Les Identitaires et le mythe de la dissolution, c’est une vieille histoire, car leur fondation en 2002 par l’ancienne équipe dirigeante d’Unité Radicale (UR) fait suite à la dissolution d’UR après la tentative d’assassinat sur Jacques Chirac par Maxime Brunerie le 14 juillet 2002. Car l’histoire des Identitaires commence bien en 2002, et non en 2012 comme les médias ne cessent de l’affirmer en répétant gentiment la fable des dirigeants de Génération Identitaire…

Génération Identitaire n’est que l’énième nom porté par le mouvement dit "les Identitaires" depuis sa naissance. Ils le reconnaissent eux-mêmes dans l’ouvrage Nous sommes la Génération Identitaire [1] publié en décembre 2012 pour le lancement du changement de nom. Génération Identitaire y affirme, dès la préface, qu’ils sont une « régénération » des précédents mouvements de jeunesse des Identitaires, à savoir les Jeunesses Identitaires et Une Autre Jeunesse.

Pour les observateurs qui n’auraient pas eu ce livre entre les mains, il y avait pourtant de nombreuses preuves que ce changement de nom n’était qu’une opération marketing [2] : Les éléments visuels comme la mise en page de support de communication, la continuité des revues, l’utilisation du symbole grec « lambda » et la présence de cadres communs aux deux mouvements comme Alban Ferrari ou Benoît Vardon-Raybaud (frère de Philippe Vardon) permettaient de se faire une petite idée de la véritable filiation de Génération Identitaire.

Des jeunesses identitaires des années 2000 à Génération identitaire des années 2010, on retrouve les mêmes logos, les mêmes couleurs, les mêmes slogans.

Depuis son lancement en septembre 2002 (sous le nom Jeunesses Identitaires), une menace d’interdiction pour reconstitution de ligue dissoute plane sur le mouvement. En effet, la plupart des cadres et dirigeants des Identitaires sont issus du mouvement Unité Radicale.

Dès l’annonce de la dissolution, une partie des dirigeants d’UR y voient l’occasion de donner enfin naissance à "une nouvelle force politique, tournée vers l’avenir, identitaire, sociale et européenne".

En réponse à cette menace, les Identitaires vont mettre en place des stratagèmes grossiers pour éviter de tomber sous le coup de la loi et pouvoir rebondir en cas de nouvelle dissolution. Tout d’abord, ils multiplient les associations (Les Identitaires, Jeunesses Identitaires, Bloc Identitaire, le label de musique Alternative-S, l’association Solidarité Kosovo, Paris Fierté…) en prenant soin de ne pas les déclarer dans les mêmes préfectures et avec des équipes dirigeantes différentes, à chaque fois pour éviter que plusieurs cadres d’Unité Radicale se retrouvent à la tête d’un même mouvement, ce qui aurait donné l’opportunité à l’Etat de les interdire.

## LIGNES FOURNIES:

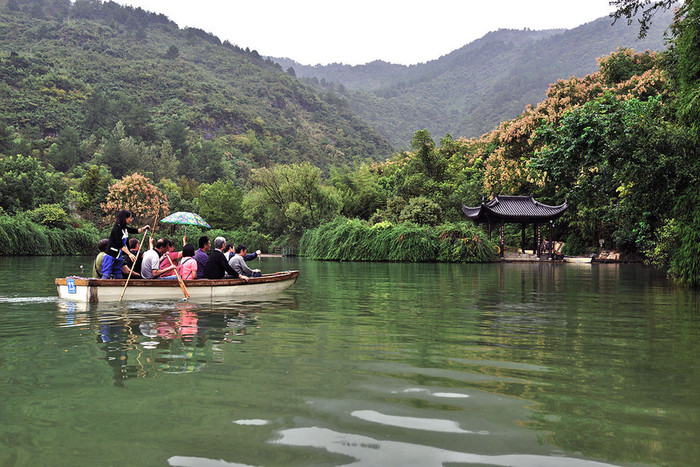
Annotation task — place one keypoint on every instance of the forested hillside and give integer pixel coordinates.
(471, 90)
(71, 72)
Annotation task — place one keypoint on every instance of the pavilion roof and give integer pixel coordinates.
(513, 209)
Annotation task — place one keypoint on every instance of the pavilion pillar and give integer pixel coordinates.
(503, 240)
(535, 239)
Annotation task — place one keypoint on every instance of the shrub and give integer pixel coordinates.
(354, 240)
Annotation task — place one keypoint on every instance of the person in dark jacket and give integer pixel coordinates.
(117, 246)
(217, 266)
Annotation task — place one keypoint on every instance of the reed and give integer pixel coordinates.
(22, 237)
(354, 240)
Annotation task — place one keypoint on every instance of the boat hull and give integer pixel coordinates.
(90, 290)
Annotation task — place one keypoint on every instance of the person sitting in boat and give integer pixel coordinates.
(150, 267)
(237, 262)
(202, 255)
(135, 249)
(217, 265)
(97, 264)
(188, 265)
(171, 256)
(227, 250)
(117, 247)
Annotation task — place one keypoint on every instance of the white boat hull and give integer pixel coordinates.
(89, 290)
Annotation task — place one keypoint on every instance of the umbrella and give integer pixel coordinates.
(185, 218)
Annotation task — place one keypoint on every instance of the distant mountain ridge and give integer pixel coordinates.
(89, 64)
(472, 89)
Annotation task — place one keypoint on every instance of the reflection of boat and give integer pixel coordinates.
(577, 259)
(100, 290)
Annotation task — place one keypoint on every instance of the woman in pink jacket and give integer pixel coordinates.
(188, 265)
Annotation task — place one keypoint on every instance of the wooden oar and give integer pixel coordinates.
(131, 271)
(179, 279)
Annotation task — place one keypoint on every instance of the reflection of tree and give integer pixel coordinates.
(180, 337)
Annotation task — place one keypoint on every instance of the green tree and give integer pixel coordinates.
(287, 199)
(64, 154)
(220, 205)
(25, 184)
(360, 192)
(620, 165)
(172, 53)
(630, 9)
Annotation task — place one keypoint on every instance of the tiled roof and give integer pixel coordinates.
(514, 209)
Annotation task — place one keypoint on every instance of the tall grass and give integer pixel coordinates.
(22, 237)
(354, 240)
--
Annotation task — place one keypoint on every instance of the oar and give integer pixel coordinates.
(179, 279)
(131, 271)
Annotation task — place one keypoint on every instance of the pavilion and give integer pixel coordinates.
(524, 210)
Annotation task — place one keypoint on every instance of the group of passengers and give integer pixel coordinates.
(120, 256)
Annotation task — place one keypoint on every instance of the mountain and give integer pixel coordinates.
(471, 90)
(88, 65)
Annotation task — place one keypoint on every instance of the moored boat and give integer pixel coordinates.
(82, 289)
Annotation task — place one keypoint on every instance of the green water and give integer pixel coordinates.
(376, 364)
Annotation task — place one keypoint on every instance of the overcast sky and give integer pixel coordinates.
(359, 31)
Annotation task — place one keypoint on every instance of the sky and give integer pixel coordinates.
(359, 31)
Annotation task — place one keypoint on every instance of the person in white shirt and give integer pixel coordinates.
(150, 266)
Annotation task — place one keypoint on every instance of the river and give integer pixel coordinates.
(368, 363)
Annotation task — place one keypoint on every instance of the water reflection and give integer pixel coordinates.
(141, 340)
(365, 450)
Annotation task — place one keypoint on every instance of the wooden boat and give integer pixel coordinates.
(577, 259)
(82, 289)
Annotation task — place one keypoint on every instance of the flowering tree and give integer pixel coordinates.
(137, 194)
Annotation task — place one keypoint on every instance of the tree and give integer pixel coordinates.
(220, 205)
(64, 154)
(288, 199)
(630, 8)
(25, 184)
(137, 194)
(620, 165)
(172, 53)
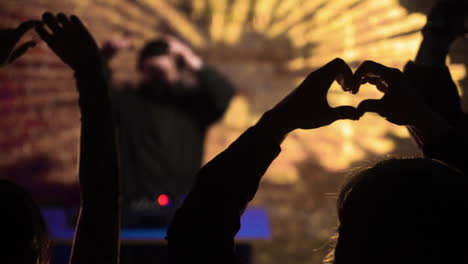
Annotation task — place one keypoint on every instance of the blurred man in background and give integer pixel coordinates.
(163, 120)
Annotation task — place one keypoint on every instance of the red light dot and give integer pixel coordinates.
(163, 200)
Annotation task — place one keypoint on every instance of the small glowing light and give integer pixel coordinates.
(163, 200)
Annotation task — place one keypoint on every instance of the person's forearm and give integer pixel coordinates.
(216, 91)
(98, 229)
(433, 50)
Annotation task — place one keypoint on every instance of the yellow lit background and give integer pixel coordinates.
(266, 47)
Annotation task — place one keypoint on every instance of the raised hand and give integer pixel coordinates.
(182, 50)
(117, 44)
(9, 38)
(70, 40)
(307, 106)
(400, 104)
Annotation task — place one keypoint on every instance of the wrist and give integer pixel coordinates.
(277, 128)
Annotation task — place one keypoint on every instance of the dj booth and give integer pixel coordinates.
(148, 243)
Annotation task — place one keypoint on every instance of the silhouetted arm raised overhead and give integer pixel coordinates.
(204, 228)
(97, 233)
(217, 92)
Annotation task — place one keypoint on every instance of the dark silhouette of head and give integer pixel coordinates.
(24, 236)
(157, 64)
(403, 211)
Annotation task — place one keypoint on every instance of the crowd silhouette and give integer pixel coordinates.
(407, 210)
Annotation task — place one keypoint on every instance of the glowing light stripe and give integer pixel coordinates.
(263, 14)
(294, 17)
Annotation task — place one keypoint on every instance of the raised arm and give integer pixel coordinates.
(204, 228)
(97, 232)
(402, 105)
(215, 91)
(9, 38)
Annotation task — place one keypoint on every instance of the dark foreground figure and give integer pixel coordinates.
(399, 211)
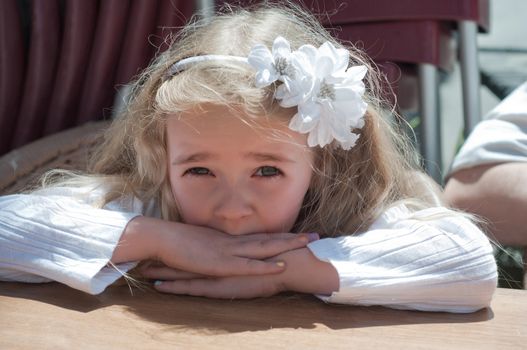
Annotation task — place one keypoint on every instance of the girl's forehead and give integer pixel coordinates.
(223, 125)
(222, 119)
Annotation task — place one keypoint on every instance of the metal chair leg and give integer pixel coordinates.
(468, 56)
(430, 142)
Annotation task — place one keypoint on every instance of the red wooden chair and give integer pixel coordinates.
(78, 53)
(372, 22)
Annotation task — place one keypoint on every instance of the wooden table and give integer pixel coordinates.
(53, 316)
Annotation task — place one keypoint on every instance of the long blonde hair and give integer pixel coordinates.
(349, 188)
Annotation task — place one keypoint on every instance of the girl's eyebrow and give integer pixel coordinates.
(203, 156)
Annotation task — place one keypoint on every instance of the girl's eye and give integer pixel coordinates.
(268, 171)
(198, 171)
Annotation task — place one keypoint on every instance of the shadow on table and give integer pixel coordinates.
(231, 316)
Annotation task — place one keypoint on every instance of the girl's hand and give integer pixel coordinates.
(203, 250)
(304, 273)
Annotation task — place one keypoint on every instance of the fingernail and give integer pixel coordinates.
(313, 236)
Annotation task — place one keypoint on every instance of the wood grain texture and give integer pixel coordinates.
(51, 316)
==
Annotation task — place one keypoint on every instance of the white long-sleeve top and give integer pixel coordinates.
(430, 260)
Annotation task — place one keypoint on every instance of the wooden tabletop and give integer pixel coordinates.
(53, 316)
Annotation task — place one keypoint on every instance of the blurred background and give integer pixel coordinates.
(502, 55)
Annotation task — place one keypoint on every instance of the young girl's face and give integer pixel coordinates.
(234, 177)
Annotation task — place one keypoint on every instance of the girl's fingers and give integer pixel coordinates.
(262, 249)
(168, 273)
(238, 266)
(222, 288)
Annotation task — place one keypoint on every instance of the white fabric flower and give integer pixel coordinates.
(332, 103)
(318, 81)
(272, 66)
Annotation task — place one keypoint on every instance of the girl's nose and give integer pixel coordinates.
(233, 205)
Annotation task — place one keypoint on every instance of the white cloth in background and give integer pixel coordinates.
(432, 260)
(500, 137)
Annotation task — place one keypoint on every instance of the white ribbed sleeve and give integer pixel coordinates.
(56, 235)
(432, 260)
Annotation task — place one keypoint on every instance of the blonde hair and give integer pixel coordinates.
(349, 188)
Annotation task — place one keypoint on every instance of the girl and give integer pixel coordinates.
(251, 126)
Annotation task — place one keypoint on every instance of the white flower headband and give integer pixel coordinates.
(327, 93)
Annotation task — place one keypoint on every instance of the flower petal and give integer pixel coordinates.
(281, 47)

## OBJECTIF VISÉ:
Écrivez la suite du texte sur les Identitaires et la menace de dissolution, en reprenant juste après sa dernière phrase.

## RÉPONSE PROPOSÉE:
Ainsi, Philippe Vardon se retrouve à la tête des Jeunesses Identitaires tandis que Fabrice Robert et Guillaume Luyt dirigent le Bloc Identitaire. Les groupes locaux sont également déclarés de façon indépendante : certains vont par la suite changer de nom à plusieurs reprises (JI Paris deviendra ainsi le Projet Apache), toujours dans cette logique de masquer de façon assez basique la filiation entre tous ces groupes et leur rattachement à l’ancienne équipe dirigeante d’Unité Radicale. Notons que si une bonne partie des cadres d’UR a participé à la fondation et l’animation des Identitaires, ils vont abandonner par stratégie politique et sans doute aussi par opportunisme, la ligne nationaliste-révolutionnaire qui était la leur et leur goût prononcé pour l’esthétique néofasciste. Ils vont opter pour un positionnement politique plus flou [3] et pouvant ratisser plus largement à l’extrême droite, voire à droite, en se concentrant uniquement sur les questions de l’immigration et la lutte contre l’islam.

D’un n°9 à l’autre : la revue des Identitaires en 2011, surtitrée "l’actualité de la résistance enracinée", devient ensuite celle de Génération identitaire, puis finalement change de nom en 2018, avec le même surtitre. On prend les mêmes, et on recommence !

Si cette menace a façonné en partie l’organisation structurelle du mouvement, les Identitaires ont toujours échappé à la dissolution.
Comme par exemple en 2005, quand Dominique de Villepin lance une série de dissolutions dans la mouvance d’extrême droite. Alors que des groupes fantômes ou qui n’avaient plus d’activité depuis des années comme les Elsass Korps (groupe de skins d’extrême droite basé en Alsace), vont être dissous, les Identitaires ne sont pas concernés.
Même chose en 2013 après la mort du jeune antifasciste Clément Méric : le gouvernement enclenche une procédure de dissolution contre Troisième Voie, dont des militants étaient responsables de la mort de notre camarade, mais également contre d’autres mouvements comme l’Œuvre française ou le groupuscule Jeunesses nationalistes d’Alexandre Gabriac, qui n’étaient pas impliqués.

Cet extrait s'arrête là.